(Stored records)

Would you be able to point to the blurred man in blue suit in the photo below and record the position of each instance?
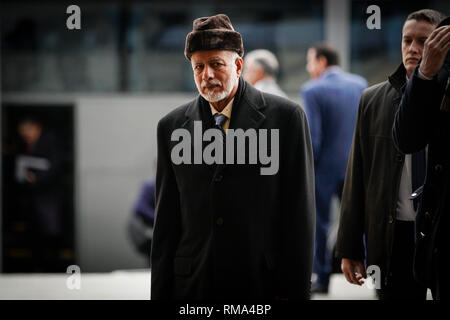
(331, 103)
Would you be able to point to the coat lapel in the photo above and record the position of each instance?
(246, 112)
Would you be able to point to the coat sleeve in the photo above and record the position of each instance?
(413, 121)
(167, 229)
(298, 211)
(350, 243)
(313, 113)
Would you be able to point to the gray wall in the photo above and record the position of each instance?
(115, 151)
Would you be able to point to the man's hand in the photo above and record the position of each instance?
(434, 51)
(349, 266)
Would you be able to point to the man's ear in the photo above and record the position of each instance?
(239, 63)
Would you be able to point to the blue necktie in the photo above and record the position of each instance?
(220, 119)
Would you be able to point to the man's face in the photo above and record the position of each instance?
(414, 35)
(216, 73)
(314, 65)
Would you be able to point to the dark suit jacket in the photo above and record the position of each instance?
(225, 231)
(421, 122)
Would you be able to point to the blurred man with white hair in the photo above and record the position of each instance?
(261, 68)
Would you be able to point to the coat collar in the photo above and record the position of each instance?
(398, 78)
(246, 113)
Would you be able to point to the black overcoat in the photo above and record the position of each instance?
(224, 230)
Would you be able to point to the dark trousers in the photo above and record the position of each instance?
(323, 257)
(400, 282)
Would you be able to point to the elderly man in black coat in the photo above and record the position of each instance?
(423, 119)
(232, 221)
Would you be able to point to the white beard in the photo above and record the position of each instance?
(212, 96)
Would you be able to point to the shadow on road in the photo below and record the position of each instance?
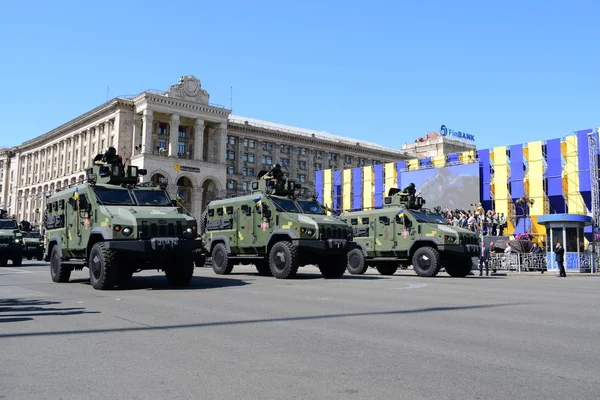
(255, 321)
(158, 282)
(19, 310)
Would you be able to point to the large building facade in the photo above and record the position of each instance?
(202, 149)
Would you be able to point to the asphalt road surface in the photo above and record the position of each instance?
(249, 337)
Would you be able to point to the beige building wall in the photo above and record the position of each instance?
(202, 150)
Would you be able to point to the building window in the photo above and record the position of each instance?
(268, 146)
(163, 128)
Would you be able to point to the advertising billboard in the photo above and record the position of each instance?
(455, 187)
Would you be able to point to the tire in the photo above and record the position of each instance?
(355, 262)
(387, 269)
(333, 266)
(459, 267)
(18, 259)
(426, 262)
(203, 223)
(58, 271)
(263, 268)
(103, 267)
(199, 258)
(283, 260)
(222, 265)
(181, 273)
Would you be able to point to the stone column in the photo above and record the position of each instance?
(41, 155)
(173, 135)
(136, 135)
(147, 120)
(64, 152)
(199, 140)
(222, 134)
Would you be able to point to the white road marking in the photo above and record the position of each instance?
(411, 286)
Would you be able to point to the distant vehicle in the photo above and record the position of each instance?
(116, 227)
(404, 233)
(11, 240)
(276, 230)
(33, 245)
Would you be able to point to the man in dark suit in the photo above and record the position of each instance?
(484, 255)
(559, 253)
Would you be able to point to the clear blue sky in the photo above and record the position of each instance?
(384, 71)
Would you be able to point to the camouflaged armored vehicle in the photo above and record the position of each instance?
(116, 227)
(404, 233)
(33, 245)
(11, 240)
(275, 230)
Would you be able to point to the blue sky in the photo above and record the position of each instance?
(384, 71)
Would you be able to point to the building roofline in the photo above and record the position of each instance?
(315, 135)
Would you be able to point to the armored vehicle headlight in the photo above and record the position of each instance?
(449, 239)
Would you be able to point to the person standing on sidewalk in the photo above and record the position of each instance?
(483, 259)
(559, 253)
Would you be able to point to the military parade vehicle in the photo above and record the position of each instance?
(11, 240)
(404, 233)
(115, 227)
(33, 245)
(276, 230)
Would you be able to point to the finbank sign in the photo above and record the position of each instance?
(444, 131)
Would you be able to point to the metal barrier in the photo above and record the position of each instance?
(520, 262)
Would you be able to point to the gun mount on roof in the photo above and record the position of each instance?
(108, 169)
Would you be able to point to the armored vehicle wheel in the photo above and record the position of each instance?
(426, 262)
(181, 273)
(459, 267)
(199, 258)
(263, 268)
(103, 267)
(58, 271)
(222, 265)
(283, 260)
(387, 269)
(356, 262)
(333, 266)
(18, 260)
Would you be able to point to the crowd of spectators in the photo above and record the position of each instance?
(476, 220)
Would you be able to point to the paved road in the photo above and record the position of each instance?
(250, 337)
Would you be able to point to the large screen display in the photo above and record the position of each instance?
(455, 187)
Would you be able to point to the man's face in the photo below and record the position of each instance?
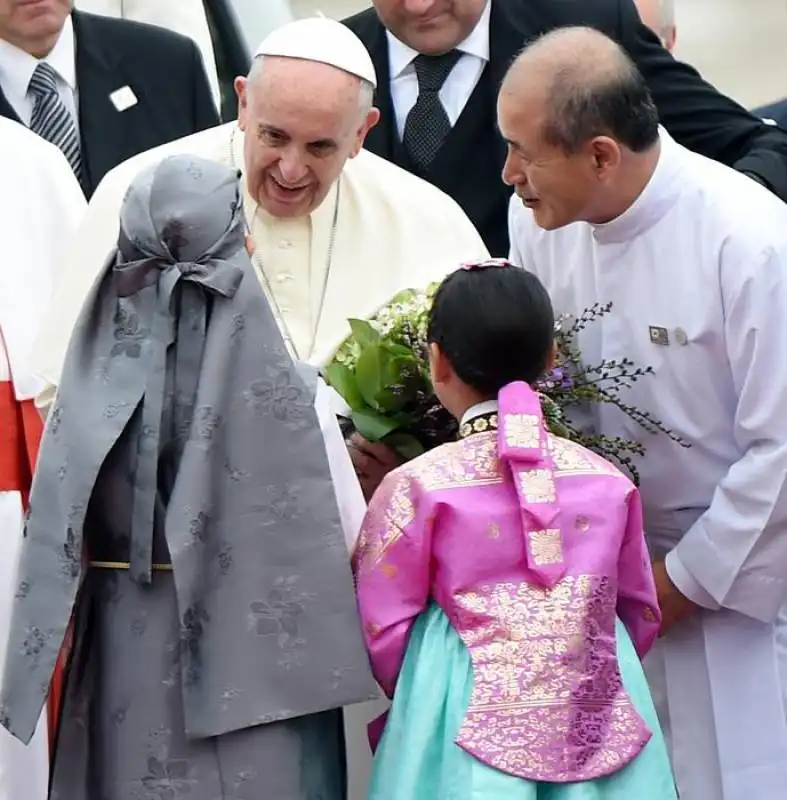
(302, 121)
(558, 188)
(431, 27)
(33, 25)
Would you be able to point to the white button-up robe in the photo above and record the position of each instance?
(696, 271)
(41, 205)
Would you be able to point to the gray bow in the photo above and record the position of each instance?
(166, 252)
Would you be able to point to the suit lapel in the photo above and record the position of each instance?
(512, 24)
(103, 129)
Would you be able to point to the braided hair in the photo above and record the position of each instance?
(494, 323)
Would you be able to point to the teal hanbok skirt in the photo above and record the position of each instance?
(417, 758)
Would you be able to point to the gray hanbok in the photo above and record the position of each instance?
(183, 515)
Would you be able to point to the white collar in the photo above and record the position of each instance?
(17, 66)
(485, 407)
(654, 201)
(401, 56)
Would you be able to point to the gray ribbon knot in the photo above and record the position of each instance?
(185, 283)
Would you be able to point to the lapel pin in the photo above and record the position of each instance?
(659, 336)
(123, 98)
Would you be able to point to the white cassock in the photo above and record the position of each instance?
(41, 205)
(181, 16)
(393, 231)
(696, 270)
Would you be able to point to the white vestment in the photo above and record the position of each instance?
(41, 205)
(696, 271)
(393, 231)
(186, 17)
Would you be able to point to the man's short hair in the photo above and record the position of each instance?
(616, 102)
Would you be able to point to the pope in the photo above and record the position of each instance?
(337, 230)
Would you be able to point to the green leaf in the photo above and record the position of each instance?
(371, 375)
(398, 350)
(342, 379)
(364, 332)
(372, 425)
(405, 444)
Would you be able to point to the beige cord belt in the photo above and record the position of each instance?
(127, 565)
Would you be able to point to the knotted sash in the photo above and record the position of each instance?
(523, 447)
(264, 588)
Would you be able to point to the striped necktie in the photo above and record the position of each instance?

__What you will do__: Give the records above again in full and exactly, but exclude every picture.

__Response for this exercise__:
Would you be able to point to the blurred man in blue suit in the photo below and record the position of each instance?
(331, 103)
Would you be able to point to the coat lapel in the photo above and record the position of each instance?
(246, 112)
Would you be able to point to the coat sleeve in the photo above and record the position of each instance?
(413, 121)
(167, 229)
(298, 211)
(350, 243)
(313, 113)
Would you be able to point to the gray wall in the photo above and record the position of each instance?
(115, 151)
Would you be able to point to the man's hand in the photo above and record the position of each instance?
(434, 51)
(349, 266)
Would you be able to point to the man's ear in the photo above and record the position of each instance?
(239, 63)
Would you be able to point to the blue necktie in the photo above and record the position of each instance?
(220, 119)
Would you be able to point to the man's face in the photo above and record the position of each instance?
(414, 35)
(216, 73)
(314, 65)
Would you be able to point to the dark suit jacket in the photo above and record the position of each instance?
(225, 231)
(421, 122)
Would you be able to point to the blurred man with white hair in the photo above and record the position of each instance?
(261, 68)
Would you be able to point to the coat collar in the photo above and record the position of each instance?
(398, 78)
(246, 113)
Would you be able to point to the black overcoat in the photo above and record the position of each instance?
(224, 230)
Would you be able to point to the dark trousers in the photo above and record the position of each instance?
(323, 257)
(400, 282)
Would you be able to point to the elderly man in black coat in the photo above and record the position of each instance?
(423, 119)
(232, 221)
Would you be able to point to the white beard in the photo above and record the position of each instance?
(212, 96)
Would you be able to point to the shadow on road in the photo below and record the position of each instance?
(255, 321)
(158, 282)
(19, 310)
Would you be able to point to the large building facade in the photo above and record the position of each instance?
(202, 149)
Would you be able to point to the asphalt road surface in the photo above and record the position of each instance?
(249, 337)
Would you be able to point to the beige building wall in the photo above and record the position of each instance?
(202, 150)
Would you be able to point to the building window in the photo above and record the position of each instance?
(268, 146)
(163, 128)
Would you be able to point to the advertising billboard in the photo above and record the position of each instance?
(455, 187)
Would you be able to point to the tire in the photo above and record the position of each instance?
(355, 262)
(387, 269)
(333, 266)
(459, 267)
(18, 259)
(426, 262)
(203, 223)
(58, 271)
(263, 268)
(103, 267)
(199, 258)
(283, 260)
(222, 265)
(181, 273)
Would you be able to point to the stone column in the photo above and record the position of each instance?
(41, 155)
(173, 135)
(136, 135)
(147, 120)
(64, 152)
(199, 140)
(222, 134)
Would you be able to point to the white road marking in the photo above and record the position of each instance?
(411, 286)
Would you be able to point to the distant vehicle in the photo above and record the position of each instance?
(116, 227)
(404, 233)
(11, 240)
(276, 230)
(33, 245)
Would you be able to point to the man in dark suit in the photo above and record the position of each instance?
(484, 255)
(559, 253)
Would you be able to point to the clear blue sky in the photo above and record the position of each instance?
(384, 71)
Would you be able to point to the camouflaged armored vehicle in the photo above and record the position of each instance?
(116, 227)
(404, 233)
(33, 245)
(11, 240)
(275, 230)
Would you be able to point to the blue sky in the photo above and record the position of each instance?
(384, 71)
Would you be able to point to the building roofline in the photo above and record the position of each instance?
(315, 135)
Would you be able to point to the armored vehicle headlight in the photo above and record the position of each instance?
(449, 239)
Would you be able to point to the person standing on sidewalk in the photo above and record the position of each instance?
(483, 259)
(559, 253)
Would you be able to point to the military parade vehicle in the photo above and record the position of each instance?
(11, 240)
(404, 233)
(115, 227)
(33, 245)
(276, 230)
Would you be able to point to the finbank sign in the photo above and record the position of each instance?
(444, 131)
Would you be able to point to the metal barrier in the photo above and record the position of each instance?
(520, 262)
Would you be able to point to the gun mount on roof in the photo above and record the position of each instance?
(108, 169)
Would you be able to point to the armored vehicle wheel in the photo above and record the position of each instance?
(426, 262)
(181, 273)
(459, 267)
(199, 258)
(263, 268)
(103, 267)
(58, 271)
(222, 265)
(283, 260)
(387, 269)
(356, 262)
(333, 266)
(18, 260)
Would you be able to point to the crowd of spectators in the photo above and record the position of each instance?
(476, 220)
Would you be able to point to the paved road in the photo above and record the position of each instance?
(250, 337)
Would you be able to point to the large screen display in the photo above and record the position of each instance?
(455, 187)
Would you be able to point to the man's face in the photo below and record the position of each instance?
(302, 121)
(558, 188)
(431, 27)
(33, 25)
Would you be able to point to the white button-up robe in the photo above and record the position of each instance?
(696, 271)
(41, 205)
Would you be able to point to the gray bow in the photo above and record the position of each instance?
(166, 252)
Would you be able to point to the suit lapel in the photo above and record the position of each instance?
(512, 24)
(103, 129)
Would you be able to point to the braided hair in the photo above and record the position of each instance?
(494, 323)
Would you be able to point to the teal hanbok skirt in the photo above and record the position of each instance?
(417, 758)
Would you be able to point to the gray hanbok in the photo above and record the position of each instance?
(183, 515)
Would you be able to point to the white collar in the photo above and record the position of each instance?
(17, 66)
(485, 407)
(654, 201)
(401, 56)
Would you be able to point to the gray ribbon knot in the photo above and record the position of each instance?
(185, 283)
Would you be able to point to the lapel pin in the photo above and record the position of each instance?
(659, 336)
(123, 98)
Would you be able to point to the white cassock in the photo above and record the position of each instance?
(41, 205)
(181, 16)
(393, 231)
(696, 270)
Would you be able to point to the white vestment in the photo above and record the position of each instance?
(41, 205)
(696, 271)
(393, 231)
(186, 17)
Would you be able to point to the man's short hair in the photo above and record the position of each instance?
(616, 102)
Would you be able to point to the pope in the photo above and record the position of each instance?
(337, 230)
Would you be able to point to the green leaf in the photo above and record the position of each instance?
(371, 375)
(398, 350)
(342, 379)
(364, 332)
(372, 425)
(405, 444)
Would you be able to point to the beige cord belt in the photo above and record the position of each instance?
(127, 565)
Would you be able to point to the knotted sash in the photo above and record the position of each instance?
(523, 447)
(264, 588)
Would you be able to point to the striped necktie in the photo above and record the position of each instance?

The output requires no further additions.